* EXERCISE:
Turn the records into a numbered list, starting with the line that contains "Examining the frame above, please indicate where the tank" and going on through the line that contains "[146,109,164,119]", with blank lines left out. Include only those lines.

-- BEGIN RAW DATA --

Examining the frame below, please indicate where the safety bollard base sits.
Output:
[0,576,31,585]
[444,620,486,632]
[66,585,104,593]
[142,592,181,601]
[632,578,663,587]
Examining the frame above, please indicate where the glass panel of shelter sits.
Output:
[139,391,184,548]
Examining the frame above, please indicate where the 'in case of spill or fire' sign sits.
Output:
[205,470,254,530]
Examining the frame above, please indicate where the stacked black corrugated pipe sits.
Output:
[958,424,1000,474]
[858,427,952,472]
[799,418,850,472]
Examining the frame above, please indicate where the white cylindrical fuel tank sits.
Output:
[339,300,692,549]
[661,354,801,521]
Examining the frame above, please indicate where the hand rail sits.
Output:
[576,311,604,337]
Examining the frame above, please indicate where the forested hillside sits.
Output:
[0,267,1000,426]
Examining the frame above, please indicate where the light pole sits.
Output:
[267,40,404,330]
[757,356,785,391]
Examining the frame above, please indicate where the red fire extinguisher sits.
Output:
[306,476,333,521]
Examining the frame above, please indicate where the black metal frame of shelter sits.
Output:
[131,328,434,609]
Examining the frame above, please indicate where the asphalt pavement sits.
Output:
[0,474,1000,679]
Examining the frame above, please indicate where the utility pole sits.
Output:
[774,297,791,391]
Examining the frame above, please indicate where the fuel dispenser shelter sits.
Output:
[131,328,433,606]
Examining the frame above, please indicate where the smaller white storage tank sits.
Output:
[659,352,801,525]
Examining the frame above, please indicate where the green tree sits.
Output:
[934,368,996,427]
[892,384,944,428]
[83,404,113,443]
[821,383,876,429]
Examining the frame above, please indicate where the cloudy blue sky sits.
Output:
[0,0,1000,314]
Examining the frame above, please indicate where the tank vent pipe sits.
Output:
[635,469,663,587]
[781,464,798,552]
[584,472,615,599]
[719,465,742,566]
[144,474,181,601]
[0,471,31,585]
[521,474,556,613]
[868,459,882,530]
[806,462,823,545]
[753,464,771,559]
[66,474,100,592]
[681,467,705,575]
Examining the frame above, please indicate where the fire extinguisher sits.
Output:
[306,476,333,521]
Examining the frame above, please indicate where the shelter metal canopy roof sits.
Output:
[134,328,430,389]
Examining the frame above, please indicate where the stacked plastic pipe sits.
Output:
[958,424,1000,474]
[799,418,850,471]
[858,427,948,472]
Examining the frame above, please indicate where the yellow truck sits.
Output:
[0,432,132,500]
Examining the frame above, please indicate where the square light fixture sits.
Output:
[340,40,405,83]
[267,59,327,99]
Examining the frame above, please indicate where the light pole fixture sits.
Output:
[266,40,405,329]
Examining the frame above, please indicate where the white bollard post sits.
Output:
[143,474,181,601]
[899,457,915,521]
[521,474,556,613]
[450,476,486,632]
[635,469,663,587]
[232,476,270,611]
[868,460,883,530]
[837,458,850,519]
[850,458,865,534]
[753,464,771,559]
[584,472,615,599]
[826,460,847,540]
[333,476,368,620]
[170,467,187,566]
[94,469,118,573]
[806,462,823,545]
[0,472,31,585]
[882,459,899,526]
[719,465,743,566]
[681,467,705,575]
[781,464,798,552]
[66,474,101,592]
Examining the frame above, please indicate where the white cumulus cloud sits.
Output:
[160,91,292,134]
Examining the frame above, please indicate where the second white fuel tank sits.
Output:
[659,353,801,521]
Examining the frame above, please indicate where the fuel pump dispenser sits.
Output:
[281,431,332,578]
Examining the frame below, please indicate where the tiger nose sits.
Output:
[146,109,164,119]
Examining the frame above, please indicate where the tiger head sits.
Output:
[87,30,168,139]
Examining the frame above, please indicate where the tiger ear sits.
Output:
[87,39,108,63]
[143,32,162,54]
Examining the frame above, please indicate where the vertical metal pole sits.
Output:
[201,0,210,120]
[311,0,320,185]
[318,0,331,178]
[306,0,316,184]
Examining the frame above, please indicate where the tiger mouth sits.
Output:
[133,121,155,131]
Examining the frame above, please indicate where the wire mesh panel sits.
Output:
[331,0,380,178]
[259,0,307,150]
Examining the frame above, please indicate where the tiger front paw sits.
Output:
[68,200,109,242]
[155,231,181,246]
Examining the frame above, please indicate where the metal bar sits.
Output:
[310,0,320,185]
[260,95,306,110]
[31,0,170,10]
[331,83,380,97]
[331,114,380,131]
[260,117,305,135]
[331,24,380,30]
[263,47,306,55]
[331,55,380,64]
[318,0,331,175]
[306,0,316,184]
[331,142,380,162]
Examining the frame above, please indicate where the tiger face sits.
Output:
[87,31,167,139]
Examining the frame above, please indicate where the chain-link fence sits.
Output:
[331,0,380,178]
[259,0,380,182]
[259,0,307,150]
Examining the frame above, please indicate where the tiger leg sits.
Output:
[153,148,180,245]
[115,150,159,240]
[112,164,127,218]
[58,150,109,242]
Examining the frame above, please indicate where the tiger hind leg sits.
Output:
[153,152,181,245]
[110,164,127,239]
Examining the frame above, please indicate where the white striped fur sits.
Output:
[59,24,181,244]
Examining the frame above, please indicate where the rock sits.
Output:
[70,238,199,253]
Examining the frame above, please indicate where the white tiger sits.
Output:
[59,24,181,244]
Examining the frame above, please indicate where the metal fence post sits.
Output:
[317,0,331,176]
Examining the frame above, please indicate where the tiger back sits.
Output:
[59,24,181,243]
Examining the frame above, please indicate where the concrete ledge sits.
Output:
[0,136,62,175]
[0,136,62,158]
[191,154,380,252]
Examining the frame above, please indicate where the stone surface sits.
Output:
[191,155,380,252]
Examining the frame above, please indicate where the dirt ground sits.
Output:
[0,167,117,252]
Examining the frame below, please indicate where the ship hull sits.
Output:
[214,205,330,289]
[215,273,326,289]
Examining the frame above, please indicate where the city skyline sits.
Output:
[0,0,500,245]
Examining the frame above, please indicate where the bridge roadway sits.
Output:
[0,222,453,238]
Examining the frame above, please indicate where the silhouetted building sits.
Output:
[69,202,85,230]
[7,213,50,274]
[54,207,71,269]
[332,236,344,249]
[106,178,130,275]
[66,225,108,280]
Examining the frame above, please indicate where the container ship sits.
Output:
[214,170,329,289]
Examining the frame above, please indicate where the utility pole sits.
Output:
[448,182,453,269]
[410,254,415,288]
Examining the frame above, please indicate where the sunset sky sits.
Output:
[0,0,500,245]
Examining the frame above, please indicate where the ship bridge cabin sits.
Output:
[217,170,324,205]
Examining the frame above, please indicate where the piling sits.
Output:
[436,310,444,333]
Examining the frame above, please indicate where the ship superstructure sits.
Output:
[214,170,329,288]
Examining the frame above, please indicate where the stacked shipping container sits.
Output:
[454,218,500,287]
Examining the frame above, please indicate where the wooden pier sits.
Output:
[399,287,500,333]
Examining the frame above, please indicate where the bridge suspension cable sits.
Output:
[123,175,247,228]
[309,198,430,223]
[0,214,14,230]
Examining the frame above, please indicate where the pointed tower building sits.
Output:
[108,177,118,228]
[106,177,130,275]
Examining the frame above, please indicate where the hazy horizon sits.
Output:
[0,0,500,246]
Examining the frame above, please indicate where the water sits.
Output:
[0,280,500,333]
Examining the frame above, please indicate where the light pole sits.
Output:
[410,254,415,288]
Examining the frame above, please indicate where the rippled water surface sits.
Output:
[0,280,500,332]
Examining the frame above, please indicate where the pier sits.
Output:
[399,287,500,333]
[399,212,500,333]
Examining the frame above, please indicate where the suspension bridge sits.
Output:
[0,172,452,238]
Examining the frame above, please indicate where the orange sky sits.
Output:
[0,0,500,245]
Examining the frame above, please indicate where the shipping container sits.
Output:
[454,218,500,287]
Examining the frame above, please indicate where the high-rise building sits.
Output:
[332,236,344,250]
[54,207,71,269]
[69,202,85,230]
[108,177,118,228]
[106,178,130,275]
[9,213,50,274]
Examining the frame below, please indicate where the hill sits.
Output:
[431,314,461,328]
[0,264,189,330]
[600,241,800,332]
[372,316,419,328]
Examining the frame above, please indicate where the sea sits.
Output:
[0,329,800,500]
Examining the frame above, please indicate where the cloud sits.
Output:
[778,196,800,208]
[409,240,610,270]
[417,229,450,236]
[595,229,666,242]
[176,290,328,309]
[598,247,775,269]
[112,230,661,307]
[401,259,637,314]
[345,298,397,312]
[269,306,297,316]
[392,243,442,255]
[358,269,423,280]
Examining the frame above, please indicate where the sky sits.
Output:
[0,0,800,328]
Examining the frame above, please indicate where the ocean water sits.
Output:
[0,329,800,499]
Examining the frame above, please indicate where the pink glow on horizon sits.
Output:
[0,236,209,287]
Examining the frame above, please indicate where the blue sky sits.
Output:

-- END RAW DATA --

* ANSWER TO THIS TASK:
1. Examining the frame above, please indicate where the tank vent pipe sits.
2. Output:
3. [635,469,663,587]
4. [781,464,798,552]
5. [584,472,615,599]
6. [719,465,742,566]
7. [144,474,181,601]
8. [0,471,31,585]
9. [521,474,556,613]
10. [868,459,882,530]
11. [806,462,823,545]
12. [753,464,771,559]
13. [66,474,100,592]
14. [681,467,705,575]
15. Examining the frame above, please indicate where the fire extinguisher sits.
16. Output:
17. [306,476,333,521]
18. Examining the frame above, please indicate where the shelter metal canopy roof sits.
19. Output:
20. [134,328,430,389]
21. Examining the frame above, please indicate where the stacked plastic pipe sits.
22. Output:
23. [958,424,1000,474]
24. [799,418,850,471]
25. [858,427,948,472]
26. Examining the frame above, please indicate where the yellow truck sits.
27. Output:
28. [0,432,132,500]
29. Examining the frame above, please indicate where the square light fixture sits.
30. Output:
31. [340,40,405,83]
32. [267,59,327,99]
33. Examining the frame above, please indicate where the light pole fixture sits.
34. Output:
35. [266,40,405,329]
36. Examining the frame above, please indicate where the white bollard post sits.
37. Output:
38. [143,474,181,601]
39. [899,457,915,521]
40. [521,474,556,613]
41. [450,476,486,632]
42. [635,469,663,587]
43. [232,476,270,611]
44. [868,460,883,530]
45. [837,458,850,519]
46. [850,458,865,534]
47. [753,464,771,559]
48. [584,472,615,599]
49. [826,460,847,540]
50. [333,476,368,620]
51. [170,467,187,566]
52. [94,469,118,573]
53. [806,462,823,545]
54. [0,472,31,585]
55. [882,459,899,526]
56. [719,465,743,566]
57. [681,467,705,575]
58. [781,464,798,552]
59. [66,474,101,592]
60. Examining the frame above, please indicate where the white cumulus cloud sits.
61. Output:
62. [160,91,292,134]
63. Examining the frame above, please indicate where the second white fuel tank sits.
64. Output:
65. [659,353,801,521]
66. Examining the frame above, please indicate where the fuel pump dispenser sits.
67. Output:
68. [281,431,332,578]
69. Examining the frame below, please indicate where the tiger nose sits.
70. Output:
71. [146,109,164,119]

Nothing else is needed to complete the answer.